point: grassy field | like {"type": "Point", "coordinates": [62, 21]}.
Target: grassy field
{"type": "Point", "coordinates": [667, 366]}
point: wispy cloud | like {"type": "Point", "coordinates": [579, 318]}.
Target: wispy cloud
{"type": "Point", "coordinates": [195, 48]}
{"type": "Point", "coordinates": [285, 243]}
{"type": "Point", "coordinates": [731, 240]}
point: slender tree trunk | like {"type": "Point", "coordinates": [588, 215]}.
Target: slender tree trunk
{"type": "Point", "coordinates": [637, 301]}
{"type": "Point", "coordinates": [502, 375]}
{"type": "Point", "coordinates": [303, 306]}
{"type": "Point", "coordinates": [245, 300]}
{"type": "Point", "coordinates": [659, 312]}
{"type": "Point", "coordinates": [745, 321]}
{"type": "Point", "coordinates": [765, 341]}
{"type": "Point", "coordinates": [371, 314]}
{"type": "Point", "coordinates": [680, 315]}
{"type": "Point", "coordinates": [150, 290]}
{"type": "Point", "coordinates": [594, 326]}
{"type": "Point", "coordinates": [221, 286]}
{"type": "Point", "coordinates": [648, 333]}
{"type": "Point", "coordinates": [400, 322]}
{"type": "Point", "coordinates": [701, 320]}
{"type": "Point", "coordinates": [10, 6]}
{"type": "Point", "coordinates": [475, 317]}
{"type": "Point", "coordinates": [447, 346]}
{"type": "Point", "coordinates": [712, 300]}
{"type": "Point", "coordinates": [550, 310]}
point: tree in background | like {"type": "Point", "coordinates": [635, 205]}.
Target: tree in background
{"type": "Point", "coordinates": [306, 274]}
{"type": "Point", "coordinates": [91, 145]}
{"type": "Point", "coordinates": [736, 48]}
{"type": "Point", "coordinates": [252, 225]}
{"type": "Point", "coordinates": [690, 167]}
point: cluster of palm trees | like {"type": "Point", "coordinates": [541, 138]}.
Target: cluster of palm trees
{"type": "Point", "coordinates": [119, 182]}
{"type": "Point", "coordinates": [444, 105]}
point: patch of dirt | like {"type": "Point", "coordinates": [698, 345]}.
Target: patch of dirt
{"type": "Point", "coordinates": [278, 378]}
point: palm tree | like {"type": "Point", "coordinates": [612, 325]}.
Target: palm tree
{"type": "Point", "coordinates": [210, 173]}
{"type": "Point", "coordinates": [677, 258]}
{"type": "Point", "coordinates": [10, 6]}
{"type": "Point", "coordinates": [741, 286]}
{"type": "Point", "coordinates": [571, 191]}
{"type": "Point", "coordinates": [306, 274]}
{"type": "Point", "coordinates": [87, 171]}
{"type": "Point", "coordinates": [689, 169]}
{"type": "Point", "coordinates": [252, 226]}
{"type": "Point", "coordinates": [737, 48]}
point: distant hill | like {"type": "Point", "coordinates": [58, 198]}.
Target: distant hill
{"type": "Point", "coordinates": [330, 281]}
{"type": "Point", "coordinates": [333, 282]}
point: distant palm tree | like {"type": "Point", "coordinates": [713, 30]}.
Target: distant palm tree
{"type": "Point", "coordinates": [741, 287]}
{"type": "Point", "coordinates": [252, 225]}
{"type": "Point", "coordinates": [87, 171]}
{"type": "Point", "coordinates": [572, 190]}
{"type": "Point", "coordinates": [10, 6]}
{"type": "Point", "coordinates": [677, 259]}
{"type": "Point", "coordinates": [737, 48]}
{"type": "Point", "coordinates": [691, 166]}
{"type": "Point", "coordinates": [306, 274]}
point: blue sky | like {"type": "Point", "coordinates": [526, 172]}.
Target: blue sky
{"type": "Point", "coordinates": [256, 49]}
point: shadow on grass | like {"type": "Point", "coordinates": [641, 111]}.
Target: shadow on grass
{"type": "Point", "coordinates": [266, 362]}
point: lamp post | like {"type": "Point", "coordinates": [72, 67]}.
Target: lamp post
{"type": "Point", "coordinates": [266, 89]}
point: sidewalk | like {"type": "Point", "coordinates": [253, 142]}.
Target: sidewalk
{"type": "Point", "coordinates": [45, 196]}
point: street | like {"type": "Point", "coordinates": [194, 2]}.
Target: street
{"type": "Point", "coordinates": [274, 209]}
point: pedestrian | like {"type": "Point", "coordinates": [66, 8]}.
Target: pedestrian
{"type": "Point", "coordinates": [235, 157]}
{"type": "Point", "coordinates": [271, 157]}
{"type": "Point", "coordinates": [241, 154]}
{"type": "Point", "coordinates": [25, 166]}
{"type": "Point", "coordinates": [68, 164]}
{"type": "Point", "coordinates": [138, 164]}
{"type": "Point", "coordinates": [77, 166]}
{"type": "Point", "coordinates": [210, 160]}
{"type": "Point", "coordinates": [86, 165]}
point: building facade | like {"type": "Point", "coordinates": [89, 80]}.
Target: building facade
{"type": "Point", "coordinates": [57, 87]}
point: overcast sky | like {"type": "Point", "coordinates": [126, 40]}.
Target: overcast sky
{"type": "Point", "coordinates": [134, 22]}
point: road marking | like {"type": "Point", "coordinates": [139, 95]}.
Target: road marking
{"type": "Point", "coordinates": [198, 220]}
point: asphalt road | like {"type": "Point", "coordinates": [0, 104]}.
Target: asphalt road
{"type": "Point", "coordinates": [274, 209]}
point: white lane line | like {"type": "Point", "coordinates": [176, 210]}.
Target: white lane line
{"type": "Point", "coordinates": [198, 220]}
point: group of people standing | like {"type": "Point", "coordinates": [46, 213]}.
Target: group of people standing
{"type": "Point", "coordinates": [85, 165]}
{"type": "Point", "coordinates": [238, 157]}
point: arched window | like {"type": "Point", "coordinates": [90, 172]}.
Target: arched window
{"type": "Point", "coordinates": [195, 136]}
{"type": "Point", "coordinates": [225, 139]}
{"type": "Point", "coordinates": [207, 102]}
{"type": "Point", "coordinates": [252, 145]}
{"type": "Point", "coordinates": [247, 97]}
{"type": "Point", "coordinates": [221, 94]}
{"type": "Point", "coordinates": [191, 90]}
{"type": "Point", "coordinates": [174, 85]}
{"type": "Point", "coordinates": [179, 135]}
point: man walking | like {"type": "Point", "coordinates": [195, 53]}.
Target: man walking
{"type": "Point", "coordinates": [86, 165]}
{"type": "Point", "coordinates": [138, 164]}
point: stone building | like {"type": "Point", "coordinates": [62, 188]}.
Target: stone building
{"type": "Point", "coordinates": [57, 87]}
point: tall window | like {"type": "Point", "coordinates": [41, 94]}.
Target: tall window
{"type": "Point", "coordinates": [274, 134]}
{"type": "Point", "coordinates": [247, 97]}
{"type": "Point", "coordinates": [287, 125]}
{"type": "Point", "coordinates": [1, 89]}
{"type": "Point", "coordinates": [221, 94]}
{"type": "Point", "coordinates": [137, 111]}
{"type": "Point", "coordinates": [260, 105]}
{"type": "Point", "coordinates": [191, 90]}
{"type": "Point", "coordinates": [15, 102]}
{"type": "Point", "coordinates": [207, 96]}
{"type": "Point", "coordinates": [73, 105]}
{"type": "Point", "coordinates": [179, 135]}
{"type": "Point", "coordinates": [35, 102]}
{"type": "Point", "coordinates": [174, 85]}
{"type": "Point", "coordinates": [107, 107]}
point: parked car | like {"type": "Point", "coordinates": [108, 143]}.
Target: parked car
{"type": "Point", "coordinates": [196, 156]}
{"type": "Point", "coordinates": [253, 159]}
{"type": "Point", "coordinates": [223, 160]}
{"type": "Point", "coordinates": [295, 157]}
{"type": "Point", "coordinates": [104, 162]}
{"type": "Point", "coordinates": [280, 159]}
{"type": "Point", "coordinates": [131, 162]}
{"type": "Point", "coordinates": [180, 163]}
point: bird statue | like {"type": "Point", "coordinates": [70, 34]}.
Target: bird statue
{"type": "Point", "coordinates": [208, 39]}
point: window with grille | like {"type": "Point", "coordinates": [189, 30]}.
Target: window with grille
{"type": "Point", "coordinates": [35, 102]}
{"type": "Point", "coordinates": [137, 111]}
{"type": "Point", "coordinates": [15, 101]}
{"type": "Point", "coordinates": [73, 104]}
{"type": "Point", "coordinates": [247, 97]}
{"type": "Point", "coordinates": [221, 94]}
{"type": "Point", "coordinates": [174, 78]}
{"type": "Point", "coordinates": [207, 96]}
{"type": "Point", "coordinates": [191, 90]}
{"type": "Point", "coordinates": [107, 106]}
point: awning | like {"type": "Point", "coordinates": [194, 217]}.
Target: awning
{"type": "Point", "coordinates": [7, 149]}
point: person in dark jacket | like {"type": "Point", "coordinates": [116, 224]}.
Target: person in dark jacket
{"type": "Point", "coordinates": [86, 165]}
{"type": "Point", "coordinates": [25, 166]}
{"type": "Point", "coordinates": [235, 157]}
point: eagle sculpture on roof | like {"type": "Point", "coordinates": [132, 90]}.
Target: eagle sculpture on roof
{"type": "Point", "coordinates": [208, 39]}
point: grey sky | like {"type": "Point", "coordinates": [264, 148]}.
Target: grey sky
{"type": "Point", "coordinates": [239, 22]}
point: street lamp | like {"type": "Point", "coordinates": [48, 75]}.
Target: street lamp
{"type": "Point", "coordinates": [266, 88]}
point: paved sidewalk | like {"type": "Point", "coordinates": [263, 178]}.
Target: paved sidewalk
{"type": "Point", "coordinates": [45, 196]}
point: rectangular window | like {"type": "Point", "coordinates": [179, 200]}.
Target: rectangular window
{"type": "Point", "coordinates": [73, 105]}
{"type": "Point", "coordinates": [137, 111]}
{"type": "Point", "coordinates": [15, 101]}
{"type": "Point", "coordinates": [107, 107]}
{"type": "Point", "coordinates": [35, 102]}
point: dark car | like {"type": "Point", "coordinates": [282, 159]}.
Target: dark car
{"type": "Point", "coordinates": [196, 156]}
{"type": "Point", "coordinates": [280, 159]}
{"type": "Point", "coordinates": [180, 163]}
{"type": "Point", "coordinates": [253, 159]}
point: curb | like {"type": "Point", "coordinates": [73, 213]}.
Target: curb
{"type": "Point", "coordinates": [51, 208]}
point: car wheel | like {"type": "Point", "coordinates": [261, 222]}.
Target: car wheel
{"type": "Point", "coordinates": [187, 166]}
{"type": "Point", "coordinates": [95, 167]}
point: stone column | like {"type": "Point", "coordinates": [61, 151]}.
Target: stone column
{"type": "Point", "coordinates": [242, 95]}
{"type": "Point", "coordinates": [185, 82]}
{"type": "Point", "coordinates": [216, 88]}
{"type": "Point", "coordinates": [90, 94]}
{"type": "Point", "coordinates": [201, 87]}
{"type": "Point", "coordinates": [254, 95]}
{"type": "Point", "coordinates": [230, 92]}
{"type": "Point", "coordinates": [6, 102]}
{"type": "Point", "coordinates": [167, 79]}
○ ○ ○ ○ ○
▶ _EXERCISE OBJECTIVE_
Copy each line exactly, from the line containing "point: dark car" down to the last line of the material, and no other lines.

▶ _RESULT OF THE TASK_
point: dark car | like {"type": "Point", "coordinates": [282, 159]}.
Target: dark car
{"type": "Point", "coordinates": [196, 156]}
{"type": "Point", "coordinates": [280, 159]}
{"type": "Point", "coordinates": [180, 163]}
{"type": "Point", "coordinates": [253, 159]}
point: curb | like {"type": "Point", "coordinates": [73, 213]}.
Target: curb
{"type": "Point", "coordinates": [51, 208]}
point: car wheel | like {"type": "Point", "coordinates": [261, 222]}.
Target: car wheel
{"type": "Point", "coordinates": [187, 166]}
{"type": "Point", "coordinates": [95, 167]}
point: stone column | like {"type": "Point", "coordinates": [61, 151]}.
Target: stone column
{"type": "Point", "coordinates": [242, 95]}
{"type": "Point", "coordinates": [185, 82]}
{"type": "Point", "coordinates": [216, 88]}
{"type": "Point", "coordinates": [90, 94]}
{"type": "Point", "coordinates": [201, 87]}
{"type": "Point", "coordinates": [254, 95]}
{"type": "Point", "coordinates": [230, 92]}
{"type": "Point", "coordinates": [6, 102]}
{"type": "Point", "coordinates": [167, 79]}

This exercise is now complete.